* _TASK DESCRIPTION_
From the records below, please return each line that holds the word "instance".

Collected data entries

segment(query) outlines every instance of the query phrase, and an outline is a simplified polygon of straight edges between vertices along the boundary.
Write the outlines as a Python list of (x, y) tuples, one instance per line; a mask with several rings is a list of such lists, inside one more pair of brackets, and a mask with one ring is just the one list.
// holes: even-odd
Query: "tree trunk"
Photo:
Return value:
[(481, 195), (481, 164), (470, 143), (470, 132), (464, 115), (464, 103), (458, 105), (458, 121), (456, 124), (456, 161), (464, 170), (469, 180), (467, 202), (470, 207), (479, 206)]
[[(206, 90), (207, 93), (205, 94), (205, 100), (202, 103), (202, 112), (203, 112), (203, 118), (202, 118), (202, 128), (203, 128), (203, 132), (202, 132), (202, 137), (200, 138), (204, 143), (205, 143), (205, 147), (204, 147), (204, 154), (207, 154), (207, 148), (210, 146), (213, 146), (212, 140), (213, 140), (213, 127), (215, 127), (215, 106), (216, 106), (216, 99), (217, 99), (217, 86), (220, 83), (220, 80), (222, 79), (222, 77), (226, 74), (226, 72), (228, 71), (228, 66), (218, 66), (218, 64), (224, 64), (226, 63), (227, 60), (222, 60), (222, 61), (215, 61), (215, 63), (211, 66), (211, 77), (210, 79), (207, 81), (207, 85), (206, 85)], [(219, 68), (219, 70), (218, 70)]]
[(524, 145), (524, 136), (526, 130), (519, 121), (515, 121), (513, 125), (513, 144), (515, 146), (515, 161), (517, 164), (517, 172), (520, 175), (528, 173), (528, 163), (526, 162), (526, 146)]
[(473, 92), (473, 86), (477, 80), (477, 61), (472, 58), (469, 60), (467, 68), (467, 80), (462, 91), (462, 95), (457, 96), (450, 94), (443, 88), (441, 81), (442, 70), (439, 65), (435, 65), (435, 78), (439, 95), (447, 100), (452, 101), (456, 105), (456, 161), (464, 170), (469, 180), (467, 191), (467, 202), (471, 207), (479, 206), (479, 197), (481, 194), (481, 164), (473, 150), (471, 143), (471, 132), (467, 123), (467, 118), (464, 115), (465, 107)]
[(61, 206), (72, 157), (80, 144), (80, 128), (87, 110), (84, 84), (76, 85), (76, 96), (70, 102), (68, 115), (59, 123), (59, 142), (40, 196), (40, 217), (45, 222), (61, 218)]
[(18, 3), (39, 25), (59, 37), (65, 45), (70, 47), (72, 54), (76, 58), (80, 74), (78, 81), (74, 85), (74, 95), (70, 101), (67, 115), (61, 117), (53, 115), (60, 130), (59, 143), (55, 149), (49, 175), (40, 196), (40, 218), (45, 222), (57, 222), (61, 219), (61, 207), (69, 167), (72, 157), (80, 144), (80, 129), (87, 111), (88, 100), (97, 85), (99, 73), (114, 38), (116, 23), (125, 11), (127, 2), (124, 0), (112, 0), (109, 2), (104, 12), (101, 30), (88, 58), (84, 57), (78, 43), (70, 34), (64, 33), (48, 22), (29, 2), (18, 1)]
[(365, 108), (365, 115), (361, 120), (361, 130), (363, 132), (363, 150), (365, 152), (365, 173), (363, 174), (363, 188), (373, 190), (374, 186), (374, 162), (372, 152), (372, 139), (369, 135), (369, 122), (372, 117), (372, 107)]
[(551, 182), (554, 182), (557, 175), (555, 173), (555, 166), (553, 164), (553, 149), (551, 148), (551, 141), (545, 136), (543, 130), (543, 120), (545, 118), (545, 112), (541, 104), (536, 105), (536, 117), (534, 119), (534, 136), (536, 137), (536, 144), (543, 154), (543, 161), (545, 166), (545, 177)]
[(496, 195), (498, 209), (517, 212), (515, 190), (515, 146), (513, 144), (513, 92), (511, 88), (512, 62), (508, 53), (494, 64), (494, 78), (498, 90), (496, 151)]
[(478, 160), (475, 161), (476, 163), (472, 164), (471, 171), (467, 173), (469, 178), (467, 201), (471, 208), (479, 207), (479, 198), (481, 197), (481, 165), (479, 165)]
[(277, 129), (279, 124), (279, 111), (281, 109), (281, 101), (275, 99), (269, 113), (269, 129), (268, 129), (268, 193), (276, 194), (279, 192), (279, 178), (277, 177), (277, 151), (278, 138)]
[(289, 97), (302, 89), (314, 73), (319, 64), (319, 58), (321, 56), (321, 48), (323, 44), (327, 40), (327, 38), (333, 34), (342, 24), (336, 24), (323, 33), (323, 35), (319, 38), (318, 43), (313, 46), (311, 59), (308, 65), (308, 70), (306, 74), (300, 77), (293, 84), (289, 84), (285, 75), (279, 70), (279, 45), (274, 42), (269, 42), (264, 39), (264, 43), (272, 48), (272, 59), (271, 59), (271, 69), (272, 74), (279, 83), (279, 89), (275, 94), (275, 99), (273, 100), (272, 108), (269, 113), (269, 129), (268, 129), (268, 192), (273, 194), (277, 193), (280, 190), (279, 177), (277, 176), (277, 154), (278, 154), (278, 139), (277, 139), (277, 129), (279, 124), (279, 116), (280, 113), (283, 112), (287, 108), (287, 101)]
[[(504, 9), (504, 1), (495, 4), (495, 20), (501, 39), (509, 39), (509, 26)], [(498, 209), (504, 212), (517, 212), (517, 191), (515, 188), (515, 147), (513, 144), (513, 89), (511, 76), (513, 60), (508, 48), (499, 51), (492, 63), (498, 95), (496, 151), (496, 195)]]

* _WRITTEN ANSWER_
segment(query) outlines every instance of the query phrase, and an outline is a simplified polygon of straight edges between vertices along the boundary.
Write the outlines as a Python list of (x, y) tuples, one instance per line; a mask with several rings is a list of such lists, inside one more pair of brackets, and a mask with one ring is just the one list.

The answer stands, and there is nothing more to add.